_Text provided_.
::::::::::
Recent studies point to the importance of analyzing environmental fragility in watershed such as dos Santos and Nascimento (2021) for the Rio de Janeiro watershed in Bahia, Albuquerque and de Medeiros (2017) in Ceará, dos Santos et al. (2021) for the Piracuruca River watershed in Piauí, in the northeast region of Brazil, and Abrão and Bacani (2018) for the Santo Antônio River watershed in Mato Grosso do Sul, in the midwest region of Brazil.

In this work, fuzzy logic was used with the objective of better representing the variation of environmental characteristics. With the mathematical structure and the property of inaccuracy of boundaries between objects, fuzzy logic can treat problems that have imprecision and abstraction in their models and concepts. Fuzzy logic can represent the variation and relative importance of each criterion in the phenomenon being studied, allowing more reliable results (BURROUGH ,1992; BURROUGH; MCDONNELL, 1998; ROSENDO, 2019). Fuzzy set theory began to be applied using geographic data in the 1980s and 1990s in the works of Burrough (1989), Kollias and Voliotis (1991), and Burrough et al. (1992), as it has become useful for data where the classification of a certain element is a matter of interpretation (BANAI, 1993). Recent research involving fuzzy logic and geographic data can be found in the Cornwell et al. (2020), Parsian et al. (2021) and Madhu et al. (2021) studies.

A multicriteria analysis method, Analytic Hierarchy Process (AHP) developed by Thomas L. Saaty, was used to support the study. AHP is a method of choice based on pairwise comparison and a predefined scale to express the importance of one criterion over the other in relation to decision-making (SAATY, 1990; SAATY, 1991; SAATY E VARGAS, 2012). In addition, it is concerned with the level of consistency of the calculations and can be applied to quantitative or qualitative information (SAATY, 1987).
::::::::::
_Raw records_.
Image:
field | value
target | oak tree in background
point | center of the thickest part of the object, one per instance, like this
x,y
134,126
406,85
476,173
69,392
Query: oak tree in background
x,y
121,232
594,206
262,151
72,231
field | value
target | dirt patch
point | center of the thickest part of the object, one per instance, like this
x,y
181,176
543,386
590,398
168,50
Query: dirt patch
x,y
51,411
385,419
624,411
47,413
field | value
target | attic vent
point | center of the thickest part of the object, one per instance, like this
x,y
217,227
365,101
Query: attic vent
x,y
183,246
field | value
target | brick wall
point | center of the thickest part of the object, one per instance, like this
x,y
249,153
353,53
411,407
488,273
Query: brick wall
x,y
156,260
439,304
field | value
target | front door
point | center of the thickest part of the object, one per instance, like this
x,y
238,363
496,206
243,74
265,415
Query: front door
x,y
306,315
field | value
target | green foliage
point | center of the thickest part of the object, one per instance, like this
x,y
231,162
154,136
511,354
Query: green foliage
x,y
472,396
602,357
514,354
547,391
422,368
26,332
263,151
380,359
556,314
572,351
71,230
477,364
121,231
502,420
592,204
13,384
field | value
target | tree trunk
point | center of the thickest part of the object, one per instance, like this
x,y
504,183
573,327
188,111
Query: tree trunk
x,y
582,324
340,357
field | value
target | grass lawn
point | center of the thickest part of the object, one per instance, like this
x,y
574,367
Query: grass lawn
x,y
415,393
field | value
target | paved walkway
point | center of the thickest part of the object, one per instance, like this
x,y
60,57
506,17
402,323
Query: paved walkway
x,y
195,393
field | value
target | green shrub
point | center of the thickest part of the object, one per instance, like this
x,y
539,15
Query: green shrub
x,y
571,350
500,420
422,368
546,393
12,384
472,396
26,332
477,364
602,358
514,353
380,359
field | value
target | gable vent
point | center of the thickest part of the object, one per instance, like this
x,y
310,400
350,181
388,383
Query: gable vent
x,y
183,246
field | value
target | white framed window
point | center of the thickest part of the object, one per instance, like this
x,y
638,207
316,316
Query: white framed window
::::::::::
_Prompt_. Reproduce the stretch of the text on environmental fragility from "Recent studies point" through "region of Brazil.", substituting "river basin" for "watershed" wherever it occurs.

_Exercise result_.
Recent studies point to the importance of analyzing environmental fragility in river basin such as dos Santos and Nascimento (2021) for the Rio de Janeiro river basin in Bahia, Albuquerque and de Medeiros (2017) in Ceará, dos Santos et al. (2021) for the Piracuruca River river basin in Piauí, in the northeast region of Brazil, and Abrão and Bacani (2018) for the Santo Antônio River river basin in Mato Grosso do Sul, in the midwest region of Brazil.